Your instructions
Please set down, exactly, the line with "I'd like to know if the small stone" and all lines that follow it through the end of the records below.

(Saved entries)
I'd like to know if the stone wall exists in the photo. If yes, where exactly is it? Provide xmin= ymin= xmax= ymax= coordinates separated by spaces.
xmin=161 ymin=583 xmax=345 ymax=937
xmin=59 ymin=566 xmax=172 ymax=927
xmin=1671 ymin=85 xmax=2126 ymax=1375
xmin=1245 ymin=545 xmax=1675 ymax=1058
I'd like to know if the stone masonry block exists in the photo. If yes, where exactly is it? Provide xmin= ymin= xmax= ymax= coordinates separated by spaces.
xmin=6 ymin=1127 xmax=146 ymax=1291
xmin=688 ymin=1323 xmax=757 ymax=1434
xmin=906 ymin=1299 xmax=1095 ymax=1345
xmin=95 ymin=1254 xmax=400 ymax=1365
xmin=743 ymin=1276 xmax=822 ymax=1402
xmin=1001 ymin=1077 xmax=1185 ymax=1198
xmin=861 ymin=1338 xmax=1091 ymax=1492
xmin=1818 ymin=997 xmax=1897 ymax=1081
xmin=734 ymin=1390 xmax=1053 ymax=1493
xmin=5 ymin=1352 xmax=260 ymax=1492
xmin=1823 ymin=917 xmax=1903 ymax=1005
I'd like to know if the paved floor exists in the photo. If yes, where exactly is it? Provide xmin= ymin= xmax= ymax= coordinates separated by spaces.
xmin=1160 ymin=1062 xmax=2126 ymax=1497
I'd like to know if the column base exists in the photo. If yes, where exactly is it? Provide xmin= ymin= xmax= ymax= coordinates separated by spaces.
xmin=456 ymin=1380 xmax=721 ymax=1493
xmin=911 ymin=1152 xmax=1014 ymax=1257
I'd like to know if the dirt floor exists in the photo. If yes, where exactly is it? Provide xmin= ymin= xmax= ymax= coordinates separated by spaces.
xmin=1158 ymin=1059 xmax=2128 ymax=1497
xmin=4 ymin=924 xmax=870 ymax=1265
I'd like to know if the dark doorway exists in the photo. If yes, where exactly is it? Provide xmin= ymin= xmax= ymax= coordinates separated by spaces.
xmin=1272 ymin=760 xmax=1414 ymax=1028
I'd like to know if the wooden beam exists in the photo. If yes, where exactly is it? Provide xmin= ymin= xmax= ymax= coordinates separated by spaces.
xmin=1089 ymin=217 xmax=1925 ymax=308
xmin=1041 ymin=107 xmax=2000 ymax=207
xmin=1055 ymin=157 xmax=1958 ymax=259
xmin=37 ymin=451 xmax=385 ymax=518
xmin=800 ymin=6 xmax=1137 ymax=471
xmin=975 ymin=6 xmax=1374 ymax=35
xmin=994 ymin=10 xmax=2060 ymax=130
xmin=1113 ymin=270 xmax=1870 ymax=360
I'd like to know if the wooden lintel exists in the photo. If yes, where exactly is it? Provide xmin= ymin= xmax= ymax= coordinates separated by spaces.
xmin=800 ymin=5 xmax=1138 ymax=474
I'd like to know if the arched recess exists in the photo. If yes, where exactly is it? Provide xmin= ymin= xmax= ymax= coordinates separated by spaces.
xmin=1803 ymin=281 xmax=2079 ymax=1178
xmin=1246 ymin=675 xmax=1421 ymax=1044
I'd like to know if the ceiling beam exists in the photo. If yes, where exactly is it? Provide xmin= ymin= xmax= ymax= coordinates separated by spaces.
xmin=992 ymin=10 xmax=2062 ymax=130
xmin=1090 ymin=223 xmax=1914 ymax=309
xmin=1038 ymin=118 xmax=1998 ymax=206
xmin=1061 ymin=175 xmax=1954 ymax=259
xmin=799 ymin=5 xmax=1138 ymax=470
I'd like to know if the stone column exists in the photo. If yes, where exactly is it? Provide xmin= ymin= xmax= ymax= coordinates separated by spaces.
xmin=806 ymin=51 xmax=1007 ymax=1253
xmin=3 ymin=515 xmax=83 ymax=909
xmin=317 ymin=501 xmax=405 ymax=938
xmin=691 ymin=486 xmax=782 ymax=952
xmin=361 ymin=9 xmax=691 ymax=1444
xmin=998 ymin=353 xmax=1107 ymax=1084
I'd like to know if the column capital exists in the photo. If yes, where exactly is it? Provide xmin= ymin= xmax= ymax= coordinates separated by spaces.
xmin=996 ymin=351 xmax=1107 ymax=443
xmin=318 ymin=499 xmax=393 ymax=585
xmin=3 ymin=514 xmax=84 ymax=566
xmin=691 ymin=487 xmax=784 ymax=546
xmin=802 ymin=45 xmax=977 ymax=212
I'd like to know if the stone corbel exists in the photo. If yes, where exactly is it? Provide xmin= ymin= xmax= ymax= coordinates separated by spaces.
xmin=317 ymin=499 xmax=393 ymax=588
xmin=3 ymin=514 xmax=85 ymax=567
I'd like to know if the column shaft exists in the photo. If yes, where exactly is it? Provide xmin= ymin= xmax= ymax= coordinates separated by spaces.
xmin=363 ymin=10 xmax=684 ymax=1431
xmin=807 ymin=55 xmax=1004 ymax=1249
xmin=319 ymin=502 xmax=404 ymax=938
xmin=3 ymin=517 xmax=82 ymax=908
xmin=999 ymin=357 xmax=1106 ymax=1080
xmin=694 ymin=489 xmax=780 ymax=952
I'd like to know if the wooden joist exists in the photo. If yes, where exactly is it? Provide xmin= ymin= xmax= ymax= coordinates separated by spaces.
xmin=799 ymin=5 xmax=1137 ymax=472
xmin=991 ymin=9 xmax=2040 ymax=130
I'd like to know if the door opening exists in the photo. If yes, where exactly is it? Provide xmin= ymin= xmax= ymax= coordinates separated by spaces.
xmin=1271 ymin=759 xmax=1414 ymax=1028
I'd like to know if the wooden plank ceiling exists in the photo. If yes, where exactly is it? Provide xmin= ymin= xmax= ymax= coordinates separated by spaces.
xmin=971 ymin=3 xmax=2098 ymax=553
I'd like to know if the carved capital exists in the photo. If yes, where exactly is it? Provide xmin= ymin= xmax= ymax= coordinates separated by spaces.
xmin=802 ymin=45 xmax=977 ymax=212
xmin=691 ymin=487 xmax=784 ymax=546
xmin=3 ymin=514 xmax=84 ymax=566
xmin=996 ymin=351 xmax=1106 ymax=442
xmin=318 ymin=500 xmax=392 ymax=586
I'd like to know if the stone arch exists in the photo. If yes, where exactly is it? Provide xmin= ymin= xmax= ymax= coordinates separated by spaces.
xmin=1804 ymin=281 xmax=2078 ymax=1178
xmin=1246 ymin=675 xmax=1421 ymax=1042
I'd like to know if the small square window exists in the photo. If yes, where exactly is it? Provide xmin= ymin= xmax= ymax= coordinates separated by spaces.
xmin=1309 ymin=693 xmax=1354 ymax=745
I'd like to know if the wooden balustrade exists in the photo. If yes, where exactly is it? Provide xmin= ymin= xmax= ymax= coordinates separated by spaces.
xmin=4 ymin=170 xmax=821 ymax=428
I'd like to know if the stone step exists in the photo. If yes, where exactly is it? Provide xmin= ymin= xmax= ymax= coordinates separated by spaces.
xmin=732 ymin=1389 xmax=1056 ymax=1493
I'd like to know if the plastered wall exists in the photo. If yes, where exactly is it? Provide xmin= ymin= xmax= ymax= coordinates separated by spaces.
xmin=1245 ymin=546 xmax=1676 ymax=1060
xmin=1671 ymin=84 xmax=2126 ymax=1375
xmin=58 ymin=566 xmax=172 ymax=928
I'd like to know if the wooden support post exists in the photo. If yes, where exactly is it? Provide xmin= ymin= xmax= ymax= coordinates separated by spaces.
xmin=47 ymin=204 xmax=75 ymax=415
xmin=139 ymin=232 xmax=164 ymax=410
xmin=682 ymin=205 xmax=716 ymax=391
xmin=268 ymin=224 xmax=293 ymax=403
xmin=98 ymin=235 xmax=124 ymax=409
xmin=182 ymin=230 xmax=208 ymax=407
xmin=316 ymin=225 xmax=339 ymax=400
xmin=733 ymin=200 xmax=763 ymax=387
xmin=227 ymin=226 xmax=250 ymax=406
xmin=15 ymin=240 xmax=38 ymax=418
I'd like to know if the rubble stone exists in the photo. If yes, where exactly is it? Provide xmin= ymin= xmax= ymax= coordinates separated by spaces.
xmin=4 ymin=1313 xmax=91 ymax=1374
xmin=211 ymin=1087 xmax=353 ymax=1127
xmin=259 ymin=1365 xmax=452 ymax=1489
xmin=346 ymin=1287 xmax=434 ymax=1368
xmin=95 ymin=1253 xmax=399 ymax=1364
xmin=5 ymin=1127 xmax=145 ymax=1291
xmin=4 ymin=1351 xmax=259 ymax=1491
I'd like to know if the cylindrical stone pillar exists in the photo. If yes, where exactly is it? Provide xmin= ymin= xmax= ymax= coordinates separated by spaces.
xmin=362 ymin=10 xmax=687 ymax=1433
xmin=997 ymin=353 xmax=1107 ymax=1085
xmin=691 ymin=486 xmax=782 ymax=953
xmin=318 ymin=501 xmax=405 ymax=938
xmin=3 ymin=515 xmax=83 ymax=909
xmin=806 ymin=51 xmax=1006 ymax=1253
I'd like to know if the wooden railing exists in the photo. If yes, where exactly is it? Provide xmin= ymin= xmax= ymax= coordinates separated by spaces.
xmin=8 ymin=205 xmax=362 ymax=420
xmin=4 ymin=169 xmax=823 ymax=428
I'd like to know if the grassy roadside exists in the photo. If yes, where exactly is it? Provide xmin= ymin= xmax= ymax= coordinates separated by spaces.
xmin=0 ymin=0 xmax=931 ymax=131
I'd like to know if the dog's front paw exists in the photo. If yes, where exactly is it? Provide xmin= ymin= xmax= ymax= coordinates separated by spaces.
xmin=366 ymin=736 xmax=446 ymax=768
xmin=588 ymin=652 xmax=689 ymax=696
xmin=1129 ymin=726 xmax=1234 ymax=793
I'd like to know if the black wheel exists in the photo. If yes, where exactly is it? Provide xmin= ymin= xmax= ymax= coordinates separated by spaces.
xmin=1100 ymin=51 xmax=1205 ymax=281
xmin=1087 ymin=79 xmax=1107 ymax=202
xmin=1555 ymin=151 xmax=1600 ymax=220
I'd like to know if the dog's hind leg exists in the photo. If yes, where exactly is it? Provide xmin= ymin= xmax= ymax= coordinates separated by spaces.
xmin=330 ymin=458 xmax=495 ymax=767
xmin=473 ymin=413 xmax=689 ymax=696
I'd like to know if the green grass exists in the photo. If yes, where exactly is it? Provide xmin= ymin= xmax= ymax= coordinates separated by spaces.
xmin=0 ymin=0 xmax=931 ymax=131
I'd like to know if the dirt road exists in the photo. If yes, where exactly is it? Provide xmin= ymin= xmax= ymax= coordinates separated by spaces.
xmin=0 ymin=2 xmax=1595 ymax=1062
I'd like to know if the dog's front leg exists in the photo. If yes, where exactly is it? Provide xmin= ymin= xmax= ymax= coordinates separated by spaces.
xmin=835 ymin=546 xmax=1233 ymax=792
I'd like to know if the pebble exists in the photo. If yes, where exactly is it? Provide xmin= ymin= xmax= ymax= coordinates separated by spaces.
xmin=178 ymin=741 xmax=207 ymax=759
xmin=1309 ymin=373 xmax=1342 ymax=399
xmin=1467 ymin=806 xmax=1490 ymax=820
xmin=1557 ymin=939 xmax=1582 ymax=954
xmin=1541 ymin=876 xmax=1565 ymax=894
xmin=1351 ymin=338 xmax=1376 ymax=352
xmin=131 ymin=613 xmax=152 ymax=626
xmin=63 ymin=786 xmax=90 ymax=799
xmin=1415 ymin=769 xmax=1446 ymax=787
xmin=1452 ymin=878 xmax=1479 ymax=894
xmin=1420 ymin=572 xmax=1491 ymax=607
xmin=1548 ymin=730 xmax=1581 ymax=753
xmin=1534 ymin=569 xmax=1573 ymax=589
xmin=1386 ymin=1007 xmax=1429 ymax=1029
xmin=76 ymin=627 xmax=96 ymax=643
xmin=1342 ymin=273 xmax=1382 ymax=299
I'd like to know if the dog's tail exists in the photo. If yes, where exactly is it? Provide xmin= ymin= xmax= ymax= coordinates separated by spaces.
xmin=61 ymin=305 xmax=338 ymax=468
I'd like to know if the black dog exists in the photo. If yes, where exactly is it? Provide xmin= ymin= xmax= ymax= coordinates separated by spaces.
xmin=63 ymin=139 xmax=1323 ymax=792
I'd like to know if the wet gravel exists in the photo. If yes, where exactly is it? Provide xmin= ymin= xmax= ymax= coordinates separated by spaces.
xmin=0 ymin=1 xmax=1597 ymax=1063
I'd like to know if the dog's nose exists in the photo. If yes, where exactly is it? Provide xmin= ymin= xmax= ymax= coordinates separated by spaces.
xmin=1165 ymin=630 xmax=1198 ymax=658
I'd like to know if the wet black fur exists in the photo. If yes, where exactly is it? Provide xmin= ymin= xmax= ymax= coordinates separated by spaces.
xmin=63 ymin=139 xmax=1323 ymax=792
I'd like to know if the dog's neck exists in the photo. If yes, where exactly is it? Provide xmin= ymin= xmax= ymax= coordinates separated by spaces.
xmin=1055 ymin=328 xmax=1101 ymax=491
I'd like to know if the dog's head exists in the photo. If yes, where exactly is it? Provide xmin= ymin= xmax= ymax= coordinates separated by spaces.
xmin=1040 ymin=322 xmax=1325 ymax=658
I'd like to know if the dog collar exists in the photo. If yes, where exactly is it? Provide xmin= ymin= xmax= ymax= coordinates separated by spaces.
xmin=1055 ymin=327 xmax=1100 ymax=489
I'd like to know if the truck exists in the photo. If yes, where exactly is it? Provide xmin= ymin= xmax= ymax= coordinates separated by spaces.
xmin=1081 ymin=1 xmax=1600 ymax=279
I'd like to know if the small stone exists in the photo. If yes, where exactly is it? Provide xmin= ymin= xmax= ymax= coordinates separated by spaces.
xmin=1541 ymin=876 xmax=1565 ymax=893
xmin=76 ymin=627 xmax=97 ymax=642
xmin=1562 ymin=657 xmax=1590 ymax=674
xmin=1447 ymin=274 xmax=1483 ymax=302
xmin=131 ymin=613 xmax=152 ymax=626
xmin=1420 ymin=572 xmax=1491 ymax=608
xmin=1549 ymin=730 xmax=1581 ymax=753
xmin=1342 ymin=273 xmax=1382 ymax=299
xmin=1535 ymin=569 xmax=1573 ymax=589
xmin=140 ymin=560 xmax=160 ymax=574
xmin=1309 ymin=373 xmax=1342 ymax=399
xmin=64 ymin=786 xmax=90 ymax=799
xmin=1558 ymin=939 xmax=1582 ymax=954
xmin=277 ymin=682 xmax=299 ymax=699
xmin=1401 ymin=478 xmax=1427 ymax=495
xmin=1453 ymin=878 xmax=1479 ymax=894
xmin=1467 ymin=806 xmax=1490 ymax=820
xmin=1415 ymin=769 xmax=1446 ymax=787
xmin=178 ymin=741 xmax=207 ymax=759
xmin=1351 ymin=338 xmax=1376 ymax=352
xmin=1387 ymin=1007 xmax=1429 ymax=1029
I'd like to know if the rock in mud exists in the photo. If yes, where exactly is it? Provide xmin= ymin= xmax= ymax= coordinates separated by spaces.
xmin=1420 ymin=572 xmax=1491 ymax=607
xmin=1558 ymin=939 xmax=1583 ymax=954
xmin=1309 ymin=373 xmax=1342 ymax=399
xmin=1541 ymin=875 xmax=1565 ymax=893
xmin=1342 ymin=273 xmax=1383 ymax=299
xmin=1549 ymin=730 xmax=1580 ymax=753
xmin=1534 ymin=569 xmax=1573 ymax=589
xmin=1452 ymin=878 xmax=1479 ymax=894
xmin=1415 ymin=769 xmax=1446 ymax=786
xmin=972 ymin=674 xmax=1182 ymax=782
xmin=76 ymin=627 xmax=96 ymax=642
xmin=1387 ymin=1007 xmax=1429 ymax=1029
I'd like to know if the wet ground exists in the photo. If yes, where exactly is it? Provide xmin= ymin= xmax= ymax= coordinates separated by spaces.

Expected answer
I'd like to know if the small stone exists in the photo. If yes, where exactly is it? Provide xmin= ymin= xmax= ymax= coordinates separated by spaces.
xmin=1541 ymin=876 xmax=1565 ymax=893
xmin=76 ymin=627 xmax=97 ymax=642
xmin=1562 ymin=657 xmax=1590 ymax=674
xmin=1447 ymin=274 xmax=1483 ymax=302
xmin=131 ymin=613 xmax=152 ymax=626
xmin=1420 ymin=572 xmax=1491 ymax=608
xmin=1549 ymin=730 xmax=1581 ymax=753
xmin=1342 ymin=273 xmax=1382 ymax=299
xmin=1535 ymin=569 xmax=1573 ymax=589
xmin=140 ymin=560 xmax=160 ymax=574
xmin=1309 ymin=373 xmax=1342 ymax=399
xmin=64 ymin=786 xmax=90 ymax=799
xmin=1558 ymin=939 xmax=1582 ymax=954
xmin=277 ymin=682 xmax=299 ymax=699
xmin=1401 ymin=478 xmax=1427 ymax=495
xmin=1453 ymin=878 xmax=1479 ymax=894
xmin=1467 ymin=806 xmax=1490 ymax=820
xmin=1415 ymin=769 xmax=1446 ymax=787
xmin=178 ymin=741 xmax=207 ymax=759
xmin=1351 ymin=338 xmax=1376 ymax=352
xmin=1387 ymin=1007 xmax=1429 ymax=1029
I'd like to know if the rock in mud exists in the photo. If yes, where exactly is it? Provide xmin= ymin= xmax= ymax= coordinates separated by spaces.
xmin=1420 ymin=572 xmax=1491 ymax=607
xmin=1558 ymin=939 xmax=1583 ymax=954
xmin=1309 ymin=373 xmax=1342 ymax=399
xmin=1541 ymin=875 xmax=1565 ymax=893
xmin=1342 ymin=273 xmax=1383 ymax=299
xmin=1549 ymin=730 xmax=1580 ymax=753
xmin=1534 ymin=569 xmax=1573 ymax=589
xmin=1452 ymin=878 xmax=1479 ymax=894
xmin=1415 ymin=769 xmax=1446 ymax=786
xmin=972 ymin=674 xmax=1182 ymax=782
xmin=76 ymin=627 xmax=96 ymax=642
xmin=1387 ymin=1007 xmax=1429 ymax=1029
I'd like to know if the wet ground exists in the photo. If yes, where exactly is it? Provide xmin= ymin= xmax= ymax= coordinates separated by spaces.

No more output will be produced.